Can you render the lines below as a Markdown table with the columns Row and Text, one numbered row per line and blank lines skipped? Leave the pictures out of your answer.

------------------------------------------------------------

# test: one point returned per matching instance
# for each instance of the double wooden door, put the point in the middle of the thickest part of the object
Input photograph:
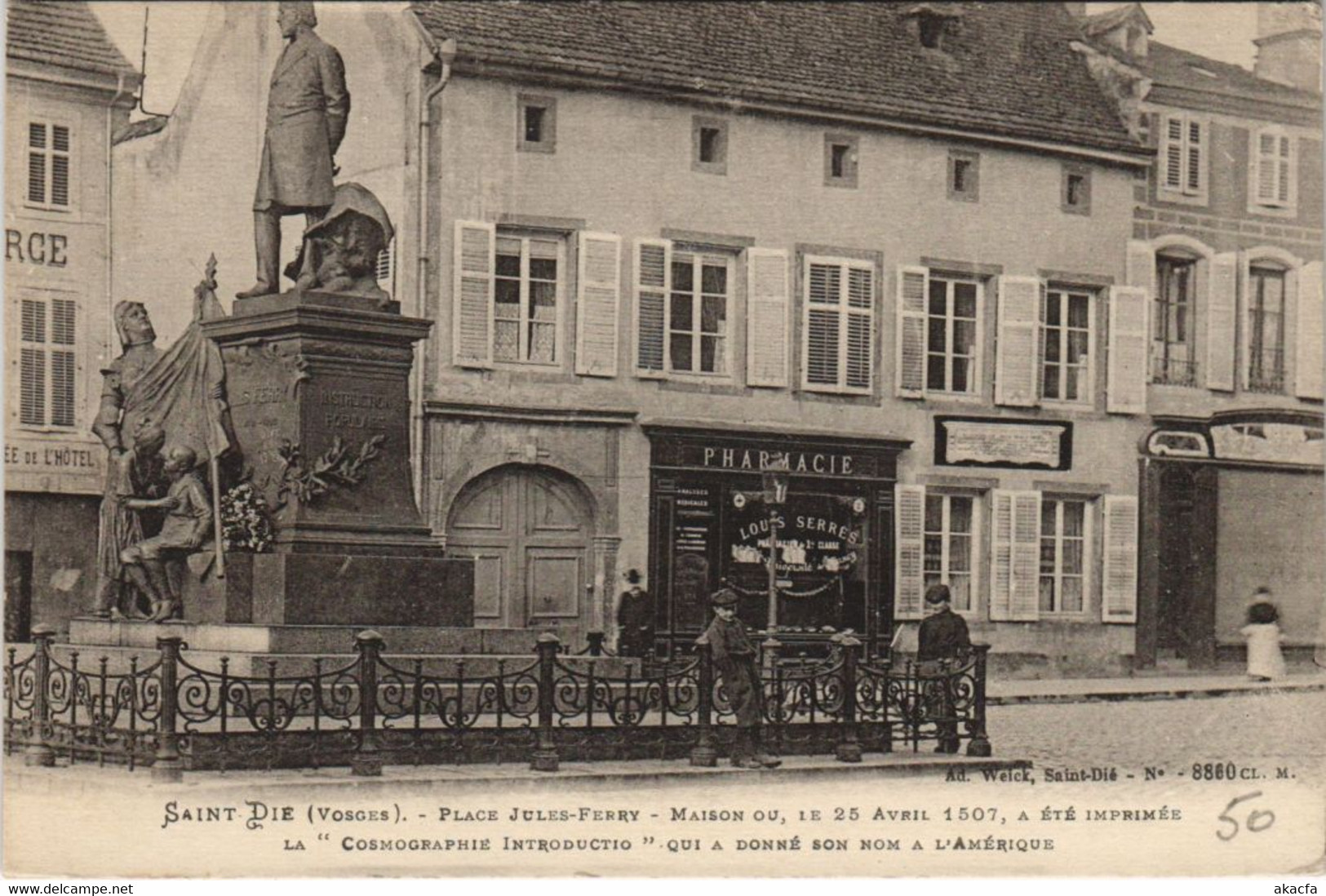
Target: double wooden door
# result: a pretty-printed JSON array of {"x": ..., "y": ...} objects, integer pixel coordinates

------------------------------------------------------------

■ FULL RESPONSE ■
| Row | Text |
|---|---|
| 1 | # test: one point returned per matching instance |
| 2 | # for each instance of the double wooden door, put the point in the middle of the thickest part of the object |
| 3 | Input photograph: |
| 4 | Target: double wooden door |
| 5 | # result: a pretty-printed JSON array of {"x": ..., "y": ...} objects, integer pixel coordinates |